(THE PROBLEM): Within the data that follows, how many lines contain the word "seated"? Reply with only the number.
═══ MATERIAL FOR THIS EXERCISE
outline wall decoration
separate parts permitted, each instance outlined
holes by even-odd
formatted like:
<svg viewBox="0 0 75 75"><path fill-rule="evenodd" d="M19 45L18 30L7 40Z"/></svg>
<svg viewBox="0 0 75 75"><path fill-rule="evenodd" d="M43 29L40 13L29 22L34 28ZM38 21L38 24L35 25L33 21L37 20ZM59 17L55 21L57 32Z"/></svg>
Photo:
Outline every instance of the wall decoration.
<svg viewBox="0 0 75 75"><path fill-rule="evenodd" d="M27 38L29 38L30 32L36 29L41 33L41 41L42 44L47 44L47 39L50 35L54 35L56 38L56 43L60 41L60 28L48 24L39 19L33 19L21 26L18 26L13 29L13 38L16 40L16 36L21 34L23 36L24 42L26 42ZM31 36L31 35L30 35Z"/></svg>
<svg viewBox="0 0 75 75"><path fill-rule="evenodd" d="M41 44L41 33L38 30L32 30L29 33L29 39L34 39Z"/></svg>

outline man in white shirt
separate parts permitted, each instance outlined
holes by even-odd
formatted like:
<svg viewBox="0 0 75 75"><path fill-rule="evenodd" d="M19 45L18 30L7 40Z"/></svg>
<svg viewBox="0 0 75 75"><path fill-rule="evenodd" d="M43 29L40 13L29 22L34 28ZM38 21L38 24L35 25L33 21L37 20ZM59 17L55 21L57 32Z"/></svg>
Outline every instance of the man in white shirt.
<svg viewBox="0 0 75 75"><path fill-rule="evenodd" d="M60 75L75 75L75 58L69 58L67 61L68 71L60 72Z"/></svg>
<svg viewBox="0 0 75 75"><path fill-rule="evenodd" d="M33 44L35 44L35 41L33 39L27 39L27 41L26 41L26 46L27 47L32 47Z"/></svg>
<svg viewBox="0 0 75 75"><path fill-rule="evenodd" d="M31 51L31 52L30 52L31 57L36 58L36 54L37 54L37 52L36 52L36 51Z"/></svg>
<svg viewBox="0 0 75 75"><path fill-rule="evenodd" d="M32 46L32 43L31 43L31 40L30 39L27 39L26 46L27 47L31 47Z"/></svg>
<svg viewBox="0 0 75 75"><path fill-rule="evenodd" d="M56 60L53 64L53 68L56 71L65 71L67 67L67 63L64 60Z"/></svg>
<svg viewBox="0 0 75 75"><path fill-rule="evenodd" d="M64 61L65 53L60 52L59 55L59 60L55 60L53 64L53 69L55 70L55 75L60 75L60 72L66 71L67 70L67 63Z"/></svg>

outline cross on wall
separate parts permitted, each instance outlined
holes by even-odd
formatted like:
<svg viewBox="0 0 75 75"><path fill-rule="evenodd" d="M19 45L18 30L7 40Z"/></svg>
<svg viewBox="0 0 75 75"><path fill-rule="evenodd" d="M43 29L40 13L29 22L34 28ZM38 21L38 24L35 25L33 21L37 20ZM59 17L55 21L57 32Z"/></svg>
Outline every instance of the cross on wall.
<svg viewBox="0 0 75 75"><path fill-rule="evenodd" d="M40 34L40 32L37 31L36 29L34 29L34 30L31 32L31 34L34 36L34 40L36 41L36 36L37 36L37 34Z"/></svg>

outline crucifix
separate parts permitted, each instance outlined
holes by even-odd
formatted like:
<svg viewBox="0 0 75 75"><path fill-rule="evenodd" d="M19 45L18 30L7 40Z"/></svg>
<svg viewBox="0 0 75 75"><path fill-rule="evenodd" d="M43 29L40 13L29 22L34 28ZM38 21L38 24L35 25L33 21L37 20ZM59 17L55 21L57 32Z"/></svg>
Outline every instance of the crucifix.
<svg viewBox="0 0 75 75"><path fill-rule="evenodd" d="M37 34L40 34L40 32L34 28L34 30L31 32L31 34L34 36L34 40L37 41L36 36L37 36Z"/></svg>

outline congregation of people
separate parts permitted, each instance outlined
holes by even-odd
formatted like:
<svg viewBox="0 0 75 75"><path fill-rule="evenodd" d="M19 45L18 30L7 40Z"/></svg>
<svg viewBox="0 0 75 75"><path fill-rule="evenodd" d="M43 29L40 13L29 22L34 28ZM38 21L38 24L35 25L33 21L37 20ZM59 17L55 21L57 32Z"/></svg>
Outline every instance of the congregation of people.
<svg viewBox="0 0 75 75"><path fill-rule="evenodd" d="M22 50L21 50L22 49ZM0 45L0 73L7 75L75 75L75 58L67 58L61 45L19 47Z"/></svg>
══════
═══ MATERIAL FOR THIS EXERCISE
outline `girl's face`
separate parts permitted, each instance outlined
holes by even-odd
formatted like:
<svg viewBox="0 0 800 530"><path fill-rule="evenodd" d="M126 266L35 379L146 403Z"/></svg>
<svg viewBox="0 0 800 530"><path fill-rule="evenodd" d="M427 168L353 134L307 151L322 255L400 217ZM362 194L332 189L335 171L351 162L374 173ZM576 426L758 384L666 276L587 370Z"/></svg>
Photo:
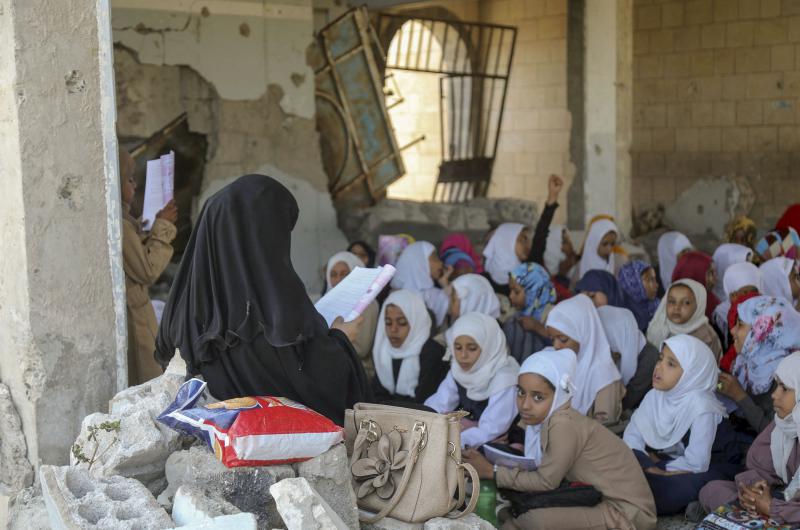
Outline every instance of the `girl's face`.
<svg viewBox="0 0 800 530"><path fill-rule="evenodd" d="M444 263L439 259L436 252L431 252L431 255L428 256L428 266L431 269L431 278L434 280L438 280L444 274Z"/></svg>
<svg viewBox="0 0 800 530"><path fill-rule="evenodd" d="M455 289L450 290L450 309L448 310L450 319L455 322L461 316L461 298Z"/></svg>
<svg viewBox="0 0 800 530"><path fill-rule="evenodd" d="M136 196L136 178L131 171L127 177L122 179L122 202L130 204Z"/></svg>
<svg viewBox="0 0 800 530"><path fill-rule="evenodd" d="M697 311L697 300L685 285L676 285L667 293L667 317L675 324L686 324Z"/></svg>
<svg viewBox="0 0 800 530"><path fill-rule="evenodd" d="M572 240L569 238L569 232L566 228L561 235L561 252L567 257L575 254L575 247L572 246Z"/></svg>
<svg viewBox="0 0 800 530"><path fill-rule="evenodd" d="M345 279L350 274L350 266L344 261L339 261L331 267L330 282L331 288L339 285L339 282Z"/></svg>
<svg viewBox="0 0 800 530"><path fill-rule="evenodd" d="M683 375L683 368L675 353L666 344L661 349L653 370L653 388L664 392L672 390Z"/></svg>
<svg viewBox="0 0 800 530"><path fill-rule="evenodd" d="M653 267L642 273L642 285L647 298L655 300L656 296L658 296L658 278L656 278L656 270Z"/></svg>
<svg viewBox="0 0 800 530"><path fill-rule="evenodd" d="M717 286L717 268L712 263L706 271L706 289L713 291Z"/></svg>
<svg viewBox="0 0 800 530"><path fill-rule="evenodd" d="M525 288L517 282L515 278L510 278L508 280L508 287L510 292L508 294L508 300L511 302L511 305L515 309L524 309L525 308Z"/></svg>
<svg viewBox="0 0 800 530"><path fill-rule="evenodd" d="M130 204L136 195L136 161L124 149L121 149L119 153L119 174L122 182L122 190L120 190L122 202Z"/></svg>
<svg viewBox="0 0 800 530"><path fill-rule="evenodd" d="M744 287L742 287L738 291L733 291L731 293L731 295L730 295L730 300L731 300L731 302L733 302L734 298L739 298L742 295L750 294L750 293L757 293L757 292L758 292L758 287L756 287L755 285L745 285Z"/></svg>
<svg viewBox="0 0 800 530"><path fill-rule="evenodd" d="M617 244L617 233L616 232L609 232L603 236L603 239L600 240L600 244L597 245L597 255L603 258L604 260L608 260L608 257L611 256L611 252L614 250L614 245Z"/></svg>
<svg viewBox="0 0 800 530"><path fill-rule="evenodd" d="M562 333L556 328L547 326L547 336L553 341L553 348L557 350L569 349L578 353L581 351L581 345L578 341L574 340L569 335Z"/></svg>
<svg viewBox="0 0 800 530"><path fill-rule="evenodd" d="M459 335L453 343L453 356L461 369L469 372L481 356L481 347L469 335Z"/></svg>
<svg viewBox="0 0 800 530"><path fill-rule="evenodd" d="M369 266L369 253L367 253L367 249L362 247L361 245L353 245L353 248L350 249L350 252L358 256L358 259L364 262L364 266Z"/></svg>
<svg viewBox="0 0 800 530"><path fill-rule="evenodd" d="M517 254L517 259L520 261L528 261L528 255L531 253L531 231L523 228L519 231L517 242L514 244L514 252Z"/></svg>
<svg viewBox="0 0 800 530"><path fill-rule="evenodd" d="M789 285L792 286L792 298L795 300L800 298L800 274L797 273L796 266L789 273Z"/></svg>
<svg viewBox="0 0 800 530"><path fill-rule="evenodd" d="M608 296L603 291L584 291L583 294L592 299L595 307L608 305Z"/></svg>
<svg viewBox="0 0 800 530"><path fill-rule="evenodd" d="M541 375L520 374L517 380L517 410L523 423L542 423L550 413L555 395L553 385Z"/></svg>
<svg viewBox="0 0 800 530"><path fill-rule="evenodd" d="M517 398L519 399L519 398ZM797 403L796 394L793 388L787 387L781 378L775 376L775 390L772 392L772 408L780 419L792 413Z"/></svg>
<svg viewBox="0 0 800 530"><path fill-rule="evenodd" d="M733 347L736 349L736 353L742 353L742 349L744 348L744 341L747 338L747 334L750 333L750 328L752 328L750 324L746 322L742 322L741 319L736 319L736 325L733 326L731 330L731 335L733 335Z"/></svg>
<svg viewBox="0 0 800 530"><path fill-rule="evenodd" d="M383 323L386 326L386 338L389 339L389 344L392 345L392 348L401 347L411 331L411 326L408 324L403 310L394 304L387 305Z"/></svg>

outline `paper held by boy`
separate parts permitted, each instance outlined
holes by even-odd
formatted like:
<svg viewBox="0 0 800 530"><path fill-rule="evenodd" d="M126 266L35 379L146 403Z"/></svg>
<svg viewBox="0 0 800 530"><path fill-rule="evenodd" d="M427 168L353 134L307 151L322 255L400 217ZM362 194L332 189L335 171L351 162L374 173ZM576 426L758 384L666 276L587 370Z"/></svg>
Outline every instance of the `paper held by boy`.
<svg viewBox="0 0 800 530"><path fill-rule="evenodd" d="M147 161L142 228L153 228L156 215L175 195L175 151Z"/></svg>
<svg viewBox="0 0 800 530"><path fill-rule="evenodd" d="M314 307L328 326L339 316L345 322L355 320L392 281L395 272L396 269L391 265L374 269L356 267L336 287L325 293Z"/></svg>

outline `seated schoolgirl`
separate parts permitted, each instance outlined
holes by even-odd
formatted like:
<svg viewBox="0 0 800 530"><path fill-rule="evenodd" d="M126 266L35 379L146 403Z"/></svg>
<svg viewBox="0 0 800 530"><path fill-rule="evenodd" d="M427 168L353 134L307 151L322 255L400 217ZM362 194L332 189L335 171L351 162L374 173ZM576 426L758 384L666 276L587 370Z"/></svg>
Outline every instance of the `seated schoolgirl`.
══════
(SOLUTION FOR THIS PROBLEM): 2